PROVIDED RECORDS >>
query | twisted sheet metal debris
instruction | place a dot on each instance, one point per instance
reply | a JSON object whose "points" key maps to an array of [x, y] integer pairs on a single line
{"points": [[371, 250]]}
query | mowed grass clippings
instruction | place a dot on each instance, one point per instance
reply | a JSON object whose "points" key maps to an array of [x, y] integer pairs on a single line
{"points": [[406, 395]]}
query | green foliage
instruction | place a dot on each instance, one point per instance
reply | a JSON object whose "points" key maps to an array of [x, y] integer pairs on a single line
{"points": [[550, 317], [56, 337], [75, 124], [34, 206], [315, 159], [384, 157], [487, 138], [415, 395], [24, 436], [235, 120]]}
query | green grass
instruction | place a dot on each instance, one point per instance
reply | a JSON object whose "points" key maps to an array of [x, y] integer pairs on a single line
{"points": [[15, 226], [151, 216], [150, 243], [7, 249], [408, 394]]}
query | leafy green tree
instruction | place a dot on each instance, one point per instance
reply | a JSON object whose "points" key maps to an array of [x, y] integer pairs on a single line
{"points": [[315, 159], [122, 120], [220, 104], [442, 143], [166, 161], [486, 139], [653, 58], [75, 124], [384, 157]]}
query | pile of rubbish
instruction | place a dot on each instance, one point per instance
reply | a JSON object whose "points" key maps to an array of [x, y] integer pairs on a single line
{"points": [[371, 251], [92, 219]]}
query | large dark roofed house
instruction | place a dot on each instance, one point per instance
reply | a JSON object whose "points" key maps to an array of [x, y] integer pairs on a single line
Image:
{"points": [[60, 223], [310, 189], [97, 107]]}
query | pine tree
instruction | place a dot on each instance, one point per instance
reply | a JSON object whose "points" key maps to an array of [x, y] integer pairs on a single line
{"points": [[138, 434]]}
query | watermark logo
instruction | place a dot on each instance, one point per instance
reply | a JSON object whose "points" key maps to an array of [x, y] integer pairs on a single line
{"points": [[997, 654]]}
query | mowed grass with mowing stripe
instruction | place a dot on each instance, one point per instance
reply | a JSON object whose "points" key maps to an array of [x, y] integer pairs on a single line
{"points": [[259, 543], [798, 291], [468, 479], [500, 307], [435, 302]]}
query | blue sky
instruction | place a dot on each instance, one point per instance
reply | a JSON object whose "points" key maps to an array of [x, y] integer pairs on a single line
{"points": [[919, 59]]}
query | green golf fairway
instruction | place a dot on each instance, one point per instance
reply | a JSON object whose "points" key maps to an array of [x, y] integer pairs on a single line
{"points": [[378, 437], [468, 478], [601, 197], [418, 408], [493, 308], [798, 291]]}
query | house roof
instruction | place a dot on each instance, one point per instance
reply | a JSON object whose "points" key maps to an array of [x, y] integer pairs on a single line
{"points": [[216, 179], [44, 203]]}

WHAT YOU HAVE TO DO >> Copy every one of the lines above, character for character, with no changes.

FINAL ANSWER >>
query | twisted sheet metal debris
instruction | place a dot on each instance, one point per instance
reply | a JSON object whose "points" key maps to an array of [x, y] integer pairs on a single line
{"points": [[371, 250]]}
query | mowed grass clippings
instruction | place a dot on each instance, one point per instance
reply | a JSON object whose "points" key maps to an array of [x, y] integer pairs on a single line
{"points": [[406, 395]]}
query | green foliage
instruction | place a dot on each instance, one point per instance
reply | a JSON object whose "points" key maps to an array of [x, y] integer pairs on a single line
{"points": [[550, 317], [56, 337], [75, 124], [34, 206], [315, 159], [384, 157], [487, 138], [415, 395], [24, 436], [235, 120]]}
query | green grass
instruction | place a dot on each instance, one point per instance
reply | a JSON object whose "points" key maps to an array of [x, y] integer pairs on a single line
{"points": [[15, 226], [151, 216], [150, 243], [7, 249], [408, 394]]}
query | leafy green tree
instruction | place a dot on each instance, one point per instance
reply | a JSON object whose "points" key maps to an array of [x, y] integer pairs on a single line
{"points": [[315, 159], [122, 120], [220, 104], [442, 143], [166, 161], [486, 139], [653, 58], [75, 124], [384, 157]]}
query | pile of rubbish
instruction | place a dot on each instance, one point per instance
reply | a JSON object whose "points" key maps to an array of [x, y] integer pairs on a single line
{"points": [[371, 251], [92, 219]]}
query | large dark roofed house
instruction | place a dot on each instance, one point per instance
reply | a JSON object whose "points" key maps to an array of [x, y] integer pairs on a single line
Image:
{"points": [[60, 223], [310, 189], [97, 107]]}
query | pine tree
instruction | place a dot on each instance, one point per instance
reply | a JSON object whose "points" key maps to an array of [x, y] integer pairs on a single line
{"points": [[138, 434]]}
query | watermark logo
instruction | place a dot on each instance, one point per instance
reply | a JSON object whose "points" key maps to an array of [x, y] integer pairs on a single line
{"points": [[997, 654]]}
query | mowed grass with mowing stripe
instruction | place a dot on each instance, one point per instance
reply | a JSON object whose "points" key maps to an array of [x, y] integer pairs on a single line
{"points": [[259, 543], [798, 291], [468, 479], [500, 307], [435, 302]]}
query | blue sky
instruction | place a dot on each instance, one point per instance
reply | a JSON object whose "points" key maps to an array of [x, y] integer pairs on a single line
{"points": [[919, 59]]}
query | green golf fairway
instruction | place a dot on each instance, one point per instance
reply | a JSON object whose "points" key maps to an array of [x, y] integer pairs on a single line
{"points": [[378, 437], [468, 478], [601, 197], [418, 408], [493, 308], [798, 291]]}
query | house roof
instruction | place a dot on each instance, one point per instance
reply | a JSON object whose "points" key maps to an array of [x, y] integer pairs on a single line
{"points": [[216, 179], [44, 203]]}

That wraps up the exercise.